— START —

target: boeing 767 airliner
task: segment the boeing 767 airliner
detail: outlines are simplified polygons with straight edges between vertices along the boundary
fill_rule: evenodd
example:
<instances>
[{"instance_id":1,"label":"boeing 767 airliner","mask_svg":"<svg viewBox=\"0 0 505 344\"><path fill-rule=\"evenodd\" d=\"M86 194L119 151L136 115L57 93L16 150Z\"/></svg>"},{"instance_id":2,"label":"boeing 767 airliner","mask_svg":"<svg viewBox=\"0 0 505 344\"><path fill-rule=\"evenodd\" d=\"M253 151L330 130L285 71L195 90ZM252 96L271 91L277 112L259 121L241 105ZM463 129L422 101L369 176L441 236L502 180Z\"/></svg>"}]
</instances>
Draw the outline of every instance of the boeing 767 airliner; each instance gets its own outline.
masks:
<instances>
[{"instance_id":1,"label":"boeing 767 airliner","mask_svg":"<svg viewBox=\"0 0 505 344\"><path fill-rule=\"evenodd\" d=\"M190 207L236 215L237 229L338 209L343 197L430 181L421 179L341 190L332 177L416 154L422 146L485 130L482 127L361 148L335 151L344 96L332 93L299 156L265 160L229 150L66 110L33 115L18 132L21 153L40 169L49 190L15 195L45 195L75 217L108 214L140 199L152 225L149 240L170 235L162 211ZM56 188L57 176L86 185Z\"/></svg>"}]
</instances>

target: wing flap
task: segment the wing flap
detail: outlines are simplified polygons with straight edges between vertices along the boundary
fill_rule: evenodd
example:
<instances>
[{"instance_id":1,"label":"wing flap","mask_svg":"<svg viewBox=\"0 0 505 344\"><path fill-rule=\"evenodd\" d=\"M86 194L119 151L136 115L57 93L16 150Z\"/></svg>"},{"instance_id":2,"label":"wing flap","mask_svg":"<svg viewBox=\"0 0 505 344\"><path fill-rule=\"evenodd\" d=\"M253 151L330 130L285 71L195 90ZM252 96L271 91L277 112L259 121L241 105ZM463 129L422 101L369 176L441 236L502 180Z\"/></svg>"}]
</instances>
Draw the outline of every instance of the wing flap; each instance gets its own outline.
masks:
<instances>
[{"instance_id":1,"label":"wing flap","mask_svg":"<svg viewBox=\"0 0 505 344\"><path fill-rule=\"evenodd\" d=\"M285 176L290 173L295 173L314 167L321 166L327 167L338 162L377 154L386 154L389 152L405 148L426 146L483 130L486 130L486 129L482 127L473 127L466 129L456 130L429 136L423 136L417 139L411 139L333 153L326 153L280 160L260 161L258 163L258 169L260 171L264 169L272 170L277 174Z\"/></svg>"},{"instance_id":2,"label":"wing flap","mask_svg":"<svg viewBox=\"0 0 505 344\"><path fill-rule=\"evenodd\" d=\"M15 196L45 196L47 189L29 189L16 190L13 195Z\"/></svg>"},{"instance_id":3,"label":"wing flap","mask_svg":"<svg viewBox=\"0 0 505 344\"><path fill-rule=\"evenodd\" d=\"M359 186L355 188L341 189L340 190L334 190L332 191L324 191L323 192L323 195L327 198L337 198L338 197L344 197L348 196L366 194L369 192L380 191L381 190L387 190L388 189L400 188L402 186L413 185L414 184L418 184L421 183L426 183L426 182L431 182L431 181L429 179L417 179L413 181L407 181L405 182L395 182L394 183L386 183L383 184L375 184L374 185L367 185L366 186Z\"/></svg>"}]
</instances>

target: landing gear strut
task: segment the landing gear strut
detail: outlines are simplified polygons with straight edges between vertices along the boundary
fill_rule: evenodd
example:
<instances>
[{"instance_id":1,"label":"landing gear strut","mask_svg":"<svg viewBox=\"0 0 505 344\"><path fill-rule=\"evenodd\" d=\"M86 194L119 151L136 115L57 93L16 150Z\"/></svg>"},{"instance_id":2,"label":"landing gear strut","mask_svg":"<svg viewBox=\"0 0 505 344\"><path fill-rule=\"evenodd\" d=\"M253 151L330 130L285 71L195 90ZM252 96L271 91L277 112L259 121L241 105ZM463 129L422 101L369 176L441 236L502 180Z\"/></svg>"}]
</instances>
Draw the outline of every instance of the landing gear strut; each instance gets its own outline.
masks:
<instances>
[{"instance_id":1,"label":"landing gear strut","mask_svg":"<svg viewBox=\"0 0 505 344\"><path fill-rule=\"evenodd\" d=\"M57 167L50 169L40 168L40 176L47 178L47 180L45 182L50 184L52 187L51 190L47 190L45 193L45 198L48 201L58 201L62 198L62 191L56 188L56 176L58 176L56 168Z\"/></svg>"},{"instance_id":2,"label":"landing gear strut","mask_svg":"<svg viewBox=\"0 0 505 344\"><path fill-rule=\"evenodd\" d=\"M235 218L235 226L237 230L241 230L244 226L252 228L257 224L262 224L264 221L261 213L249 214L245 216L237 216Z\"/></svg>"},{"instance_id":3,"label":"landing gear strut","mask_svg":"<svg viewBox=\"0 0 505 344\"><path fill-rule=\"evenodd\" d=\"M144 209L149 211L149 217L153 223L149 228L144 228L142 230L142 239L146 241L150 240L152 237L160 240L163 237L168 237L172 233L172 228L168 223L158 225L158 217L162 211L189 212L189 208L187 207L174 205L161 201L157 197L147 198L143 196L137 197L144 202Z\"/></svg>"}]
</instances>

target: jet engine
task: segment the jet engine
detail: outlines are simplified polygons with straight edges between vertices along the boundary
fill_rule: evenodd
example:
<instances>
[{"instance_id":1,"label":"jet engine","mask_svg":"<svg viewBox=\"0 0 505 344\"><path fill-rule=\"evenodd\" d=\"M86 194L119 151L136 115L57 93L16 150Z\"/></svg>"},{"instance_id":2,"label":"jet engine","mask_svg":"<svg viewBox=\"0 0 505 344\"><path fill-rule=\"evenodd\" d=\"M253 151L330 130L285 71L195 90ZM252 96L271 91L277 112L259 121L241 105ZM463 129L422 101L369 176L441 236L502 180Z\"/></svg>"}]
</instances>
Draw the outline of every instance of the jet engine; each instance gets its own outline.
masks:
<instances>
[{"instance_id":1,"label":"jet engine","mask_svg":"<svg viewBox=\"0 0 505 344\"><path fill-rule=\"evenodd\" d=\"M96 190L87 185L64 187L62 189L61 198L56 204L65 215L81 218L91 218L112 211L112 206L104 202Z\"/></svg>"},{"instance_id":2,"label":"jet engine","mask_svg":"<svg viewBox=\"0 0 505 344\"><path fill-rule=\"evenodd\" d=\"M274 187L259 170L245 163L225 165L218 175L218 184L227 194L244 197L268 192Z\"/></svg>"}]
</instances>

— END —
— START —

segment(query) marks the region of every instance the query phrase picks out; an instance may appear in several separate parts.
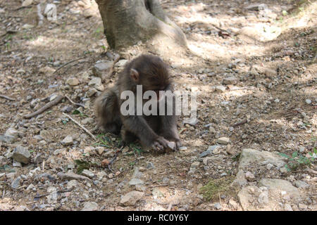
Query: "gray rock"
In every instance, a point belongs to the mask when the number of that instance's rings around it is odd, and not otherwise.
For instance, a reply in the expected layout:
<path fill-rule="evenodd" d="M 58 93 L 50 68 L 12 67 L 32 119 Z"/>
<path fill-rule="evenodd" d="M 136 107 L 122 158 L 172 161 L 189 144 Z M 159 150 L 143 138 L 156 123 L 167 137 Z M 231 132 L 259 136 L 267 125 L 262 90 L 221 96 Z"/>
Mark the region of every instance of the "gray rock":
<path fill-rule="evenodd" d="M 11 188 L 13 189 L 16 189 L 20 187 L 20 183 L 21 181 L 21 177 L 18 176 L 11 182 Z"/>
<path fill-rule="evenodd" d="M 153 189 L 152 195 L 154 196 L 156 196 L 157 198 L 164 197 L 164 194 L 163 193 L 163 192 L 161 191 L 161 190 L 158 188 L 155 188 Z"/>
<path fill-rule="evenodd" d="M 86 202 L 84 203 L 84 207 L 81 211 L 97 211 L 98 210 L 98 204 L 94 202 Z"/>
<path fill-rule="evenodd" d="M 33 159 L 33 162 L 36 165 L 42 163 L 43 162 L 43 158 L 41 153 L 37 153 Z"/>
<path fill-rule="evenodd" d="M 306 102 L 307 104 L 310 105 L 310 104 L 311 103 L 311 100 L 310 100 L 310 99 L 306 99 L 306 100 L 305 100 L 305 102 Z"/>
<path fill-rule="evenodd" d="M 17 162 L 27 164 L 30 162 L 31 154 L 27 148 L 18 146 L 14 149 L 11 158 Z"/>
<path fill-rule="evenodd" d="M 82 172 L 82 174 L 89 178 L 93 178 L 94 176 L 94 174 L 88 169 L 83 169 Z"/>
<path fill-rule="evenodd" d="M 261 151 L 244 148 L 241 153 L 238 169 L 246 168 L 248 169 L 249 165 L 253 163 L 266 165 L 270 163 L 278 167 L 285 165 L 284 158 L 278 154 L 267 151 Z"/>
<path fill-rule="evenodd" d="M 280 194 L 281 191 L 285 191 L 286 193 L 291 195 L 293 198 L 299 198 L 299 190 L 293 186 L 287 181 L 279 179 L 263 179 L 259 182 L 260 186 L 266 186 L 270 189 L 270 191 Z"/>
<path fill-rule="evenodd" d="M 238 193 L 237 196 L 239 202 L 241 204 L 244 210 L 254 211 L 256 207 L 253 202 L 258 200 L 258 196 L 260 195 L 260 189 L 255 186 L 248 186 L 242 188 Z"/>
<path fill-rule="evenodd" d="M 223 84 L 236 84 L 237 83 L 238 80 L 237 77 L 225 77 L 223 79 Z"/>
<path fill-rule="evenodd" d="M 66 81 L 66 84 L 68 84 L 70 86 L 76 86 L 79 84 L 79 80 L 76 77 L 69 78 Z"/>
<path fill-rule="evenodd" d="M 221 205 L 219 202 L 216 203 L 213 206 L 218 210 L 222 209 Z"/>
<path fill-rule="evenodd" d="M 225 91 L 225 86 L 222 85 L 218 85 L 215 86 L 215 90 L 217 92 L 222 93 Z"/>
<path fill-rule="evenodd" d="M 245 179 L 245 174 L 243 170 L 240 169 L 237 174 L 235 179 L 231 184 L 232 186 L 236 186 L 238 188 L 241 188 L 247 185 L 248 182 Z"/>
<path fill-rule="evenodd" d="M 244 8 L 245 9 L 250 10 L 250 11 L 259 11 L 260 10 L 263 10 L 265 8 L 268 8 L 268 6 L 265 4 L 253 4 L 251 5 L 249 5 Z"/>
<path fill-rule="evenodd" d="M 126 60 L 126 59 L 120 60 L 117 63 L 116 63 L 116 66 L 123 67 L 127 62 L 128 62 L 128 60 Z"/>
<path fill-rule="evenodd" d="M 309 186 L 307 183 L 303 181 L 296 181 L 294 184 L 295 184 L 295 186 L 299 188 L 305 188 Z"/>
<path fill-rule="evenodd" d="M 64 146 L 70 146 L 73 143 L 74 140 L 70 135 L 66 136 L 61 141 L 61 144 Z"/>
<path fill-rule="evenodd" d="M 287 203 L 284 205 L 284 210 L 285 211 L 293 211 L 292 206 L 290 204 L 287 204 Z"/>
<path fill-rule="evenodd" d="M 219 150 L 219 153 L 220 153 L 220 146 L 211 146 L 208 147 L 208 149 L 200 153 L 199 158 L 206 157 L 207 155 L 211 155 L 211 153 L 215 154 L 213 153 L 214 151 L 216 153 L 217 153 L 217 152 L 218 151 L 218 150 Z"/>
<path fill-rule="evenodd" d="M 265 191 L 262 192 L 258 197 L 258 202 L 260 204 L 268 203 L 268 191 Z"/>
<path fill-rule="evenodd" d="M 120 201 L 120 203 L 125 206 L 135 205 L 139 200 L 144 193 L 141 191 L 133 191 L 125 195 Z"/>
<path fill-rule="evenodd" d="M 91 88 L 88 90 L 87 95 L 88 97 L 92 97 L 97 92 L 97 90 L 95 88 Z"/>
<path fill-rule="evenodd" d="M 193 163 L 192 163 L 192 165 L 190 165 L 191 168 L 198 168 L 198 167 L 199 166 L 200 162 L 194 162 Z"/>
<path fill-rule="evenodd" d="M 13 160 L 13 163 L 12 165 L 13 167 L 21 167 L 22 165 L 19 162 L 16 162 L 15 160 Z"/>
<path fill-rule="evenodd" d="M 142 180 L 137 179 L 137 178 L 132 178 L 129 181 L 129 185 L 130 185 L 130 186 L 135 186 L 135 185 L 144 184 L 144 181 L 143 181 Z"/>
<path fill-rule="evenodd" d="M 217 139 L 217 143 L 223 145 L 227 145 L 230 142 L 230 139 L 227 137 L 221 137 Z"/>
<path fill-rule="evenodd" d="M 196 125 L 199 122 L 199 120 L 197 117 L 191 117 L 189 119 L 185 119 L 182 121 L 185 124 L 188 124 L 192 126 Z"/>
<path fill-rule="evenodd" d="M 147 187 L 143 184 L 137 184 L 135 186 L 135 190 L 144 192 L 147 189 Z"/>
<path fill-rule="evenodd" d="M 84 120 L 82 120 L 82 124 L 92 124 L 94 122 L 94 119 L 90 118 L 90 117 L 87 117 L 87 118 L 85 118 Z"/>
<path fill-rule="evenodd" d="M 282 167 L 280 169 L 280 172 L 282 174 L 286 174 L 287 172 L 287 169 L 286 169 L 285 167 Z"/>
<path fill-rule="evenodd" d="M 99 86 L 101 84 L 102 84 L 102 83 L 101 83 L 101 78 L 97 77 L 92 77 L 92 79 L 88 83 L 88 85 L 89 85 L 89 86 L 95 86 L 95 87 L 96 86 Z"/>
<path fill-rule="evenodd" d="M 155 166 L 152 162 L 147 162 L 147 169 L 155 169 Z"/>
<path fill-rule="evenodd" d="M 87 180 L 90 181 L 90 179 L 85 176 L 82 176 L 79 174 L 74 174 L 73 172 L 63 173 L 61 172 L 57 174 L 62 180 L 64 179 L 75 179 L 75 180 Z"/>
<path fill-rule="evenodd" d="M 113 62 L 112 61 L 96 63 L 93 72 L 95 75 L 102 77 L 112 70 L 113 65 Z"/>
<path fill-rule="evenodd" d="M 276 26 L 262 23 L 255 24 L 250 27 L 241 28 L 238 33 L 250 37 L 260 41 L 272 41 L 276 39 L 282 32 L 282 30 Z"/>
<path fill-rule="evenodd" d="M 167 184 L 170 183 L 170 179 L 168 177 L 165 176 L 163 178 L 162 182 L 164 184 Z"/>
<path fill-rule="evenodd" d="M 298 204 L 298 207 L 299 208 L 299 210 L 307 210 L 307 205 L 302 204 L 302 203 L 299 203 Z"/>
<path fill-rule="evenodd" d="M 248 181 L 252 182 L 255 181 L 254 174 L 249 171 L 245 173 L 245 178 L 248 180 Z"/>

— END —

Exercise:
Put the lines of the records from the line with "segment(query) marks the" to the line with "67 L 32 119", both included, into a numbered list. Skip blank lines and leave the pictures out.

Reply to the task:
1. segment(query) marks the region of every instance the query phrase picks out; an instance may appear in several separate parts.
2. Query: "gray rock"
3. In every instance, a point belongs to the mask when the number of that instance's rings around it is odd, and not otherwise.
4. For instance, a reply in the expected layout:
5. <path fill-rule="evenodd" d="M 58 93 L 50 68 L 12 67 L 32 119 Z"/>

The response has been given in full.